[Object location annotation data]
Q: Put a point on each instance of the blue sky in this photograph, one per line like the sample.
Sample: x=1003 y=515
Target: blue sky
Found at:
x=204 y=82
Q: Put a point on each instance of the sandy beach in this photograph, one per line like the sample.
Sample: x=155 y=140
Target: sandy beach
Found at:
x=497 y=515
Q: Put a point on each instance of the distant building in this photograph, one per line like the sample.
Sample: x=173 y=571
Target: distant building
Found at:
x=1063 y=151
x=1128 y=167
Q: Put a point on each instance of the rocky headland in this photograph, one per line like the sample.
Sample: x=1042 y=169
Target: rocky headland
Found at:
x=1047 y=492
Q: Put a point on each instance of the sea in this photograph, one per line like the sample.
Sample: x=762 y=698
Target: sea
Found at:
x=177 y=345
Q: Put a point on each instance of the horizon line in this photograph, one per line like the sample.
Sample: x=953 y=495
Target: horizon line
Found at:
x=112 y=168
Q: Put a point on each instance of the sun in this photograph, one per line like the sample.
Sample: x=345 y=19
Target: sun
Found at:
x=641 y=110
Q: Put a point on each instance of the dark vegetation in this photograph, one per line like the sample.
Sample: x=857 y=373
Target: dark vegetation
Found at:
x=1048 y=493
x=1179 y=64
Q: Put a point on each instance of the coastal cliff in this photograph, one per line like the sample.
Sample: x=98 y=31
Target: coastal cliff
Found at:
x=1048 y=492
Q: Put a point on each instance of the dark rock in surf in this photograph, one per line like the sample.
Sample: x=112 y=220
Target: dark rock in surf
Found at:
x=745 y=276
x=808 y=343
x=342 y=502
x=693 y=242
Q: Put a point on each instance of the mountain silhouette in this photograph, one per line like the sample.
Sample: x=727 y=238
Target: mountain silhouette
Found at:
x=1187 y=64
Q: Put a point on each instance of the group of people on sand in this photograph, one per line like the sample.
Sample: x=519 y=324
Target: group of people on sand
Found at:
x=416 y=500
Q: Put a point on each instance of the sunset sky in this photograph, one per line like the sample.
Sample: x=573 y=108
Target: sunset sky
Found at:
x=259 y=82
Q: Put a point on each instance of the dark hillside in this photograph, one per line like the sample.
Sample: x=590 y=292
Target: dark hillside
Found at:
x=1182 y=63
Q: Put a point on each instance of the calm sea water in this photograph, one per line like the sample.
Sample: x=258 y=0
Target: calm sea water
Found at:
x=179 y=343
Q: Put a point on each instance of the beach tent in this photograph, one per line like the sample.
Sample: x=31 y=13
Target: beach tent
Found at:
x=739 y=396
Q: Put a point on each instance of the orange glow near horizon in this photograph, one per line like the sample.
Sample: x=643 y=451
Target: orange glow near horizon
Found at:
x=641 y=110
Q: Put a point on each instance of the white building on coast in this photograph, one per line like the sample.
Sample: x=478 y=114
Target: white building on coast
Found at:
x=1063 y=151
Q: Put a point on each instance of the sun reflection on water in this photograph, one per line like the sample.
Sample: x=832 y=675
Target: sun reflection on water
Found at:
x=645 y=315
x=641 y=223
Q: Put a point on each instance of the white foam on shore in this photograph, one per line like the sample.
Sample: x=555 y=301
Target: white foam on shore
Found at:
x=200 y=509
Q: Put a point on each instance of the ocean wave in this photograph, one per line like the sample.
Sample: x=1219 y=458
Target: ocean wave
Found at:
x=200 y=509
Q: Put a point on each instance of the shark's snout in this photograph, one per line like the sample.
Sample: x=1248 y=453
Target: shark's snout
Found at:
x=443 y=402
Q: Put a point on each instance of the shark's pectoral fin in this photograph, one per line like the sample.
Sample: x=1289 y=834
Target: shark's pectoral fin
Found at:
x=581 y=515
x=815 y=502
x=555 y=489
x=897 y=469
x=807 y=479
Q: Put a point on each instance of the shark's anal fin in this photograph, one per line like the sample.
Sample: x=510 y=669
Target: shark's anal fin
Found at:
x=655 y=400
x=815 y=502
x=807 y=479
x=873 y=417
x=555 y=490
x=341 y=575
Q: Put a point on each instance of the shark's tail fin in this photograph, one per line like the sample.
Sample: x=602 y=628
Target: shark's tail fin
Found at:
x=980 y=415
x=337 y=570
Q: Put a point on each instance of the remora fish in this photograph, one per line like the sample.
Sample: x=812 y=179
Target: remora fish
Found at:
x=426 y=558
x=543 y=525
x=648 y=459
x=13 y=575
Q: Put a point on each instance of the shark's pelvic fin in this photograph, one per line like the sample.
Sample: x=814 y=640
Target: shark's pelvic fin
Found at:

[EXERCISE DETAILS] Copy the listing out again, replacing "Target" with "Object" everywhere it occurs and keeping all other text the same.

[EXERCISE SOLUTION]
Q: Put a point on each instance of the blue sky in this photograph, one per line like the sample.
Sample: x=1003 y=515
Object: blue sky
Found at:
x=204 y=82
Q: Put a point on each instance of the sandy beach in this photograph, one per line like the sample.
Sample: x=155 y=140
Object: sandy beach
Found at:
x=497 y=515
Q: Put a point on each instance of the distant building in this photograph, one per line like the sample.
Sample: x=173 y=571
Object: distant building
Found at:
x=1063 y=151
x=1128 y=167
Q: Put a point on each instance of the rocky headland in this photograph, one per line like the sample.
Sample: x=1042 y=169
Object: rocky headland
Found at:
x=1047 y=492
Q: Put a point on each instance of the sea in this photograph, one per line like the sample.
Sample: x=762 y=698
Object: sea
Found at:
x=177 y=345
Q: Put a point on each instance of the horizon line in this photograph, one per line like the sample.
Sample: x=953 y=495
Object: horizon line
Found at:
x=112 y=168
Q: Put a point on each instance of the sun in this photograph, one per line like the sample.
Sample: x=345 y=19
Object: sun
Found at:
x=641 y=110
Q: Put a point on each instance of the dark vegetation in this photograph, one per line like the sample.
Sample: x=857 y=373
Object: dark vegetation
Found at:
x=1048 y=493
x=1179 y=64
Q: Put a point on each instance of the coastal cliff in this photograph, one per line like the sample.
Sample: x=98 y=31
Object: coastal cliff
Found at:
x=1048 y=492
Q: Put a point on each instance of the dark rock in surf in this photograph, one per line like the sample.
Sample: x=112 y=220
Object: dark rock in surf
Found at:
x=745 y=276
x=808 y=343
x=342 y=502
x=693 y=242
Q: Put a point on each instance of the mountain silhouette in this photograph, one per line like the sample.
Sample: x=727 y=238
Object: mountain silhouette
Found at:
x=1187 y=64
Q: Put a point on each instance of the group of people on sand in this photograph, one per line like the sample.
Sample: x=519 y=324
Object: group of people on sand
Found at:
x=416 y=500
Q: Put a point on each instance of the sunset sky in this photograph, one per line like the sample.
Sample: x=573 y=108
Object: sunset sky
Found at:
x=259 y=82
Q: Put a point on each instance of the dark hillside in this photograph, one per line like the sample.
Sample: x=590 y=292
Object: dark hillside
Found at:
x=1182 y=63
Q: Put a point on each instance of the calm sea water in this photograph, one per line like the sample.
Sample: x=258 y=0
Object: calm sea water
Found at:
x=179 y=343
Q: Put a point on each instance of the beach tent in this photograph, one per line like the sample.
Sample: x=31 y=13
Object: beach tent
Found at:
x=739 y=396
Q: Put a point on each instance of the orange glow near horizon in this photograph, one per line like the sample.
Sample: x=643 y=451
Object: orange glow near horizon
Found at:
x=641 y=110
Q: Put a point on each instance of the white building on coast in this photograph, one per line like the sample.
Sample: x=478 y=114
Object: white building on coast
Found at:
x=1063 y=151
Q: Put a point on each instance of the sun reflection on water in this photograph, one per line like the sample.
Sample: x=832 y=675
Object: sun reflection on water
Found at:
x=645 y=315
x=641 y=223
Q: Put a point on each instance of the white foam on shore in this photograph, one per line like the sample.
Sample: x=555 y=301
Object: white foam on shore
Found at:
x=200 y=509
Q: Put a point on each instance of the ocean wave in this photograph, one per line like the sample.
Sample: x=1219 y=458
Object: ocean wave
Found at:
x=200 y=509
Q: Put a point on each instance of the shark's snout in this photograph, one per line like the sample.
Sample: x=1248 y=453
Object: shark's snout
Found at:
x=443 y=402
Q: Put a point on each instance of the shark's pectoral fin in this photograph, one per line like the sample.
Sample: x=1289 y=834
Object: shark's pectoral fin
Found at:
x=581 y=515
x=815 y=502
x=555 y=489
x=897 y=469
x=807 y=479
Q: Put a point on each instance of the shark's anal fin in this photograph, one per line like the sample.
Sample: x=510 y=669
Object: shark's anal fin
Found at:
x=655 y=400
x=815 y=502
x=807 y=479
x=873 y=417
x=555 y=490
x=341 y=575
Q: Put a point on each instance of the shark's tail fin in this photograph, one per line like the sample.
Sample: x=602 y=628
Object: shark's tail fin
Found at:
x=980 y=415
x=337 y=570
Q: Put a point on each instance of the remora fish in this photograph, one per line like the sample.
Sample: x=812 y=179
Object: remora fish
Found at:
x=426 y=558
x=543 y=525
x=648 y=459
x=13 y=575
Q: Put a point on each instance of the shark's pelvic fin in this photograph, one per line like the sample.
Sample: x=814 y=640
Object: shark's pelvic fin
Found at:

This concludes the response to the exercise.